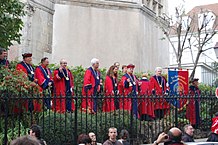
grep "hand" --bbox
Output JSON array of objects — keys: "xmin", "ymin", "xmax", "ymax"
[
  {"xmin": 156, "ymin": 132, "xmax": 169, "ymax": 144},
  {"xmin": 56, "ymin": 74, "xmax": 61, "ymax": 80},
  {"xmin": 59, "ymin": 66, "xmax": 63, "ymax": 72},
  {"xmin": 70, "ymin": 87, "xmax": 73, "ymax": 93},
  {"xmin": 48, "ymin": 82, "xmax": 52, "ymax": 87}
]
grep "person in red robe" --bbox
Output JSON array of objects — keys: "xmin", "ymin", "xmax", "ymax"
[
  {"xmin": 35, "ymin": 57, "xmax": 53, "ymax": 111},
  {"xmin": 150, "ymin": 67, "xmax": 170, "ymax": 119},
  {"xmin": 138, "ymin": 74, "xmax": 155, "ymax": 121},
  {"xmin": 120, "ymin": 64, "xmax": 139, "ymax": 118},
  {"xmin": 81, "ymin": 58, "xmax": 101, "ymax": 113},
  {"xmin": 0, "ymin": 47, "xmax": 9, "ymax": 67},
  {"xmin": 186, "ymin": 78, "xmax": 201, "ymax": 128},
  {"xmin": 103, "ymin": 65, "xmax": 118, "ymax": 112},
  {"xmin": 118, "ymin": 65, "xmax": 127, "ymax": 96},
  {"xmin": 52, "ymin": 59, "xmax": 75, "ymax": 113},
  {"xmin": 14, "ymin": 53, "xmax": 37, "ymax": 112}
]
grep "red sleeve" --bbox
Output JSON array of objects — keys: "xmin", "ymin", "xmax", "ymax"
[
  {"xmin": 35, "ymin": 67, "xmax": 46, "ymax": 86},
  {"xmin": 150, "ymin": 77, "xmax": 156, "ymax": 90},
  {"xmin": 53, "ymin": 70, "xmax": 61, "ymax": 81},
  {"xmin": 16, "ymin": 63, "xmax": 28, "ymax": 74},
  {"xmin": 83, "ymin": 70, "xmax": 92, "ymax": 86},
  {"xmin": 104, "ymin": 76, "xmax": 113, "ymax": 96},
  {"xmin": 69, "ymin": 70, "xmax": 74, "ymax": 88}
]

▸ Objective
Encode the material above as a JSON array of strings, one string per line, skipping blank lines and leaving out the picture.

▸ Solution to this exercise
[
  "grep \"hand\" --bbox",
  "Output JSON array of objects — keys: \"xmin\", \"ymin\", \"xmax\", \"ymax\"",
  "[",
  "  {\"xmin\": 156, \"ymin\": 132, \"xmax\": 169, \"ymax\": 144},",
  "  {\"xmin\": 56, \"ymin\": 74, \"xmax\": 61, \"ymax\": 80},",
  "  {\"xmin\": 59, \"ymin\": 66, \"xmax\": 63, \"ymax\": 72},",
  "  {\"xmin\": 70, \"ymin\": 87, \"xmax\": 73, \"ymax\": 93},",
  "  {\"xmin\": 48, \"ymin\": 82, \"xmax\": 52, \"ymax\": 87}",
  "]",
  "grep \"person in red robe\" --bbox",
  "Output JSON array of objects — keys: \"xmin\", \"ymin\", \"xmax\", \"ymax\"",
  "[",
  "  {\"xmin\": 35, \"ymin\": 57, \"xmax\": 53, \"ymax\": 111},",
  "  {\"xmin\": 150, \"ymin\": 67, \"xmax\": 170, \"ymax\": 119},",
  "  {\"xmin\": 138, \"ymin\": 74, \"xmax\": 155, \"ymax\": 121},",
  "  {\"xmin\": 120, \"ymin\": 64, \"xmax\": 139, \"ymax\": 118},",
  "  {\"xmin\": 81, \"ymin\": 58, \"xmax\": 101, \"ymax\": 113},",
  "  {\"xmin\": 0, \"ymin\": 47, \"xmax\": 9, \"ymax\": 67},",
  "  {\"xmin\": 186, \"ymin\": 78, \"xmax\": 201, \"ymax\": 128},",
  "  {\"xmin\": 103, \"ymin\": 65, \"xmax\": 118, \"ymax\": 112},",
  "  {\"xmin\": 118, \"ymin\": 65, \"xmax\": 127, \"ymax\": 96},",
  "  {\"xmin\": 52, \"ymin\": 59, \"xmax\": 75, \"ymax\": 113},",
  "  {\"xmin\": 14, \"ymin\": 53, \"xmax\": 37, \"ymax\": 112}",
  "]",
  "grep \"red sleeve\" --bbox",
  "Output JSON array of objects — keys: \"xmin\", \"ymin\", \"xmax\", \"ymax\"",
  "[",
  "  {\"xmin\": 35, \"ymin\": 67, \"xmax\": 46, \"ymax\": 86},",
  "  {\"xmin\": 150, \"ymin\": 77, \"xmax\": 156, \"ymax\": 90},",
  "  {\"xmin\": 53, \"ymin\": 70, \"xmax\": 61, \"ymax\": 81},",
  "  {\"xmin\": 16, \"ymin\": 63, \"xmax\": 28, \"ymax\": 74},",
  "  {\"xmin\": 83, \"ymin\": 70, \"xmax\": 92, \"ymax\": 86},",
  "  {\"xmin\": 104, \"ymin\": 76, \"xmax\": 113, \"ymax\": 96},",
  "  {\"xmin\": 69, \"ymin\": 70, \"xmax\": 74, \"ymax\": 88}",
  "]"
]